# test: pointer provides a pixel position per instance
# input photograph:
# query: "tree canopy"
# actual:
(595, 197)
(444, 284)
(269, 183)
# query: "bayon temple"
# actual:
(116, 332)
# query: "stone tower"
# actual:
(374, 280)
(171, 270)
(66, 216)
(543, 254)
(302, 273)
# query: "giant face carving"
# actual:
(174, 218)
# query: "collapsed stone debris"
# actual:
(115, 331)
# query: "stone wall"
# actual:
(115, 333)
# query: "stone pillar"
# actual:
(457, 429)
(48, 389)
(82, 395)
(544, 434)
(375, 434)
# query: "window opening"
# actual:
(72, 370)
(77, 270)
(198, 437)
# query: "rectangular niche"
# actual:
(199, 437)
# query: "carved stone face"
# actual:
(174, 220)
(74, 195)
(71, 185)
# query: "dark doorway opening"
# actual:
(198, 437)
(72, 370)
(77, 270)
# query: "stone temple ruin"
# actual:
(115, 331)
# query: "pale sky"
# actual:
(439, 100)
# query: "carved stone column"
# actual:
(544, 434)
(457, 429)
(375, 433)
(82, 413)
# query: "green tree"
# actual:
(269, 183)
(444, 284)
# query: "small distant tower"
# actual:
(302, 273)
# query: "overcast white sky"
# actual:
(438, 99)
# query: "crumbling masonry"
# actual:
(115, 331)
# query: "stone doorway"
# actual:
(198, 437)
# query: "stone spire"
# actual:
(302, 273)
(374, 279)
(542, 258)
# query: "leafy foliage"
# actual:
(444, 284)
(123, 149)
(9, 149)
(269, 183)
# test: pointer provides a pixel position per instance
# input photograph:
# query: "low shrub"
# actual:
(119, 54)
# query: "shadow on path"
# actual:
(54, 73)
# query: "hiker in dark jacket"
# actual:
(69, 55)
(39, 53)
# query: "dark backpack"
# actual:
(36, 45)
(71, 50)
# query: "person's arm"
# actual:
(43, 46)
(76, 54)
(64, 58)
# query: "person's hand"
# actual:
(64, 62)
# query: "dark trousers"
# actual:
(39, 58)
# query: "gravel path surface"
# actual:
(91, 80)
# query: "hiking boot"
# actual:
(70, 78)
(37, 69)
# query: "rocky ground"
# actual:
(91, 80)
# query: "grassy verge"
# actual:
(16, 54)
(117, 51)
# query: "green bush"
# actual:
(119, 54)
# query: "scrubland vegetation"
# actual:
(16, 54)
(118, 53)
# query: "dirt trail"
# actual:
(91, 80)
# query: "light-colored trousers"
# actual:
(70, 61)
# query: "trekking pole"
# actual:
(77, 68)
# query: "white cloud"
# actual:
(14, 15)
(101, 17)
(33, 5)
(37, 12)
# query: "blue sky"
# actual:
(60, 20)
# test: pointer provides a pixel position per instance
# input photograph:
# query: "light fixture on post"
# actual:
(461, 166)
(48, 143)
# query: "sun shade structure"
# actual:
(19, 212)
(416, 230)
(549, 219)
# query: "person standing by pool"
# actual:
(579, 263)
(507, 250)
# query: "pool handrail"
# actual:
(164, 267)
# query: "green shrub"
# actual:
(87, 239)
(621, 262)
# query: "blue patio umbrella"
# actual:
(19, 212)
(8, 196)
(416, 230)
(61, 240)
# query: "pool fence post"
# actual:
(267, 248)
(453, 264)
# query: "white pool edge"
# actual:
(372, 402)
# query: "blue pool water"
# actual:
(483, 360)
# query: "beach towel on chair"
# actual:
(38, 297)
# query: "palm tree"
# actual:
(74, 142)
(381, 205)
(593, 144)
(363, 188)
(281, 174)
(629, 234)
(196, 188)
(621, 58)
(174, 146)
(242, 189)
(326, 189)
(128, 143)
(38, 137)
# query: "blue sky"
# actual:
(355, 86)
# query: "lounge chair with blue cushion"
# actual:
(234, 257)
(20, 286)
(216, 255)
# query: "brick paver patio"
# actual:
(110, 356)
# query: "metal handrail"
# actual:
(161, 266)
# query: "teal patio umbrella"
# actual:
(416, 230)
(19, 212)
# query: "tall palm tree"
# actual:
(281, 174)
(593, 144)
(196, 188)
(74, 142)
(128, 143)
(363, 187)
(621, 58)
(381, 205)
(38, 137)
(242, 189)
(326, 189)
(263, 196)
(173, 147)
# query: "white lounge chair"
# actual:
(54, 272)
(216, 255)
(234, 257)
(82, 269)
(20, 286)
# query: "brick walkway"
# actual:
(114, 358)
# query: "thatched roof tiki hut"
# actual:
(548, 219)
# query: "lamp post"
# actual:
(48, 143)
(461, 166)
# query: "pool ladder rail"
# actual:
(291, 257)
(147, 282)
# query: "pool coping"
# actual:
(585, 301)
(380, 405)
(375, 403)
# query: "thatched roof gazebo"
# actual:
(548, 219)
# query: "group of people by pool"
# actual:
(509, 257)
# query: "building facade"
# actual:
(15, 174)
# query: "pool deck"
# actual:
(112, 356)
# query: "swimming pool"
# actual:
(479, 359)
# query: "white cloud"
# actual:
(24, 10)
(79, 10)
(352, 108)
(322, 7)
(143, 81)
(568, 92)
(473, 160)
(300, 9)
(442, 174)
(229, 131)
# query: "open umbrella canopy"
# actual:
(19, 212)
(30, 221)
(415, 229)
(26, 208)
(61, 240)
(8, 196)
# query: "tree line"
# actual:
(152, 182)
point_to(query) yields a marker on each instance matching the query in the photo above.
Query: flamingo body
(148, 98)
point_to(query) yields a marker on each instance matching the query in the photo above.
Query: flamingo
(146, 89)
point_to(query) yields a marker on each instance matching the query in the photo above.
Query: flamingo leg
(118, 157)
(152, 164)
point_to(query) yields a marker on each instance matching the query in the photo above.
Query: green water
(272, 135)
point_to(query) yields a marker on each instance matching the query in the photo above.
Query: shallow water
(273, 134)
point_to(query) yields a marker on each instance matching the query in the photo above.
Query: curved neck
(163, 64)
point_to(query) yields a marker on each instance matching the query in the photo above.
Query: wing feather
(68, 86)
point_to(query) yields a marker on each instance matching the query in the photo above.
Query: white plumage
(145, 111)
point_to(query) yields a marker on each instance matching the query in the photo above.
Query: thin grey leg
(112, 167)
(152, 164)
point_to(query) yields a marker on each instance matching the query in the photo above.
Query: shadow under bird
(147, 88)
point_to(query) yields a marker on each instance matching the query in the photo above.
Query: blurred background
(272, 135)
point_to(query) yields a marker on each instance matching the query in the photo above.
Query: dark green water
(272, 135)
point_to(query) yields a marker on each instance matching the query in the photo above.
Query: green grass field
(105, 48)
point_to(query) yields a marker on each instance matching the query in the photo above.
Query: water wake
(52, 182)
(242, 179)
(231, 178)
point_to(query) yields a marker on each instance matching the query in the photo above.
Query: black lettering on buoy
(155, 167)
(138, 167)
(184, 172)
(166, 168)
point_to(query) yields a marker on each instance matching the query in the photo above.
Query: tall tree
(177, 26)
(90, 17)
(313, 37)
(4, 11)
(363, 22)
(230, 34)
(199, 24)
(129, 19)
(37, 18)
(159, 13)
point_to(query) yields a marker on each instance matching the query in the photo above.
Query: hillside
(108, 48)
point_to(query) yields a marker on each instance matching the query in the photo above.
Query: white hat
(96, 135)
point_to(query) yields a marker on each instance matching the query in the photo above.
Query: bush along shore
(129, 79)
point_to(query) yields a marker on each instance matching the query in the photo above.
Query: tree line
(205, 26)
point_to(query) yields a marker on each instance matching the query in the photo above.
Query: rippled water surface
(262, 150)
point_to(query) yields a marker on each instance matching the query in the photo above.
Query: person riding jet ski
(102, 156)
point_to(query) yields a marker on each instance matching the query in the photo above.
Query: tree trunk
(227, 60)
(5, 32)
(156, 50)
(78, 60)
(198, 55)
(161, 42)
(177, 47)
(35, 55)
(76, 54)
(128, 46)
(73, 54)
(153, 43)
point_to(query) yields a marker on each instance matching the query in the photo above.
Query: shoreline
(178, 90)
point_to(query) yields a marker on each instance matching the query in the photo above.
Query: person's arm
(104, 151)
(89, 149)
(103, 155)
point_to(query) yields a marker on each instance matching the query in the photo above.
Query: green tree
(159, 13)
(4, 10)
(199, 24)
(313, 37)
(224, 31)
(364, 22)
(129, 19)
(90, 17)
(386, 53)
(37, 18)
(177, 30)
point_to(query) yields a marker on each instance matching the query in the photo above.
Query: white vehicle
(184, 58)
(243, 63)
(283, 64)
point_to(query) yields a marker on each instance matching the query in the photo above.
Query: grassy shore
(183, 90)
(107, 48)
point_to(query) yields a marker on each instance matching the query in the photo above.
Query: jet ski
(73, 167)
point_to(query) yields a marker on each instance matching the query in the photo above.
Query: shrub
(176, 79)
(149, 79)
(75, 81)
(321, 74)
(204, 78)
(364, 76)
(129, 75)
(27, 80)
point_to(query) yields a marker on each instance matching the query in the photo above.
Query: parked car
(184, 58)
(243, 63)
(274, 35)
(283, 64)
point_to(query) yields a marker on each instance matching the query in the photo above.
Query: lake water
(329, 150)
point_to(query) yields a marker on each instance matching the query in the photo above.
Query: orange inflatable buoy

### [ABOUT THIS TASK]
Find all lines holding the word "pool" in the records above and copy them.

### [RESULT OF THE EXERCISE]
# query: "person standing by pool"
# query: "pool handrail"
# query: "pool fence post"
# query: "white pool edge"
# query: "blue pool water"
# query: "pool ladder rail"
# query: "pool coping"
# query: "group of people by pool"
# query: "pool deck"
# query: "swimming pool"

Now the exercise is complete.